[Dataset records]
+ + +

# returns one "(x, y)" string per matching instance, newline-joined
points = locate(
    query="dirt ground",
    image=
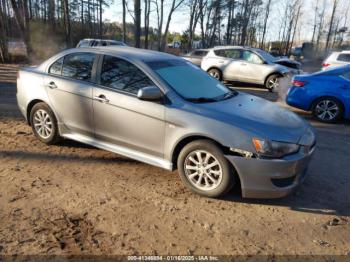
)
(74, 199)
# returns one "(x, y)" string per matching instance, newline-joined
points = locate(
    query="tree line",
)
(210, 22)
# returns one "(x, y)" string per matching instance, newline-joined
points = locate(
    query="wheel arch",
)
(188, 139)
(32, 104)
(273, 73)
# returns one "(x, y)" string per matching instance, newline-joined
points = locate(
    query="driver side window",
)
(251, 57)
(119, 74)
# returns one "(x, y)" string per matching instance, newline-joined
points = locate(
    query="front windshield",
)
(266, 55)
(189, 81)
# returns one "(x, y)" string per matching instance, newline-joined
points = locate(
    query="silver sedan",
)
(167, 112)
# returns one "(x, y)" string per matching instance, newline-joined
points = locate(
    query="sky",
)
(180, 19)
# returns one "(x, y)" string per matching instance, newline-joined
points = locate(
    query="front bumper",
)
(271, 178)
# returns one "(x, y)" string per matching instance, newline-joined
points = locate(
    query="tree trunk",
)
(146, 20)
(262, 44)
(51, 14)
(100, 25)
(67, 25)
(160, 14)
(124, 23)
(20, 11)
(335, 2)
(137, 12)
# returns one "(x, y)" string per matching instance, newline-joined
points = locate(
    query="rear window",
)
(200, 53)
(344, 57)
(84, 43)
(78, 66)
(346, 75)
(229, 53)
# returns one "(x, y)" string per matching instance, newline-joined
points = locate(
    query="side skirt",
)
(146, 158)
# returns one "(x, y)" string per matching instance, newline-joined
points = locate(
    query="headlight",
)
(274, 149)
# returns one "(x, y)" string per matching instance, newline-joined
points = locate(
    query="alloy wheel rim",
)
(327, 110)
(43, 123)
(214, 74)
(273, 83)
(203, 170)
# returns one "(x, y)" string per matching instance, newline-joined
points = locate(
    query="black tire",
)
(225, 183)
(51, 137)
(216, 73)
(270, 83)
(325, 104)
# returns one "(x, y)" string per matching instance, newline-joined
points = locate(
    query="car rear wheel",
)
(44, 123)
(204, 169)
(327, 110)
(216, 73)
(272, 82)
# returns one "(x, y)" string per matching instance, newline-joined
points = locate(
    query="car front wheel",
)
(215, 73)
(272, 82)
(44, 123)
(204, 169)
(327, 110)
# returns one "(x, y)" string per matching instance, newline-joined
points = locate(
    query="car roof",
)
(230, 47)
(335, 70)
(129, 52)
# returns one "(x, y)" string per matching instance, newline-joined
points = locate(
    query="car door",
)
(231, 64)
(69, 87)
(120, 117)
(252, 68)
(197, 56)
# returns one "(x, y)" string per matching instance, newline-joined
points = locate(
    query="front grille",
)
(283, 182)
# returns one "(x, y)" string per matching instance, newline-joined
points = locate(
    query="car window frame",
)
(255, 53)
(342, 75)
(93, 69)
(120, 91)
(345, 55)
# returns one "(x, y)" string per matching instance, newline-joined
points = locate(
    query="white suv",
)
(336, 59)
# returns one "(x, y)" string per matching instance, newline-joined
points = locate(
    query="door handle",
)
(52, 85)
(101, 98)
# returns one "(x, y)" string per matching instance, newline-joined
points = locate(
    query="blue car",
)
(326, 94)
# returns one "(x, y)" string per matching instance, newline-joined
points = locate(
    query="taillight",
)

+ + +

WHAT THE TASK REQUIRES » Please show every line of the entries above that contains the word "side", treating case as significant.

CORRECT OUTPUT »
    query="driver side window",
    query="side skirt",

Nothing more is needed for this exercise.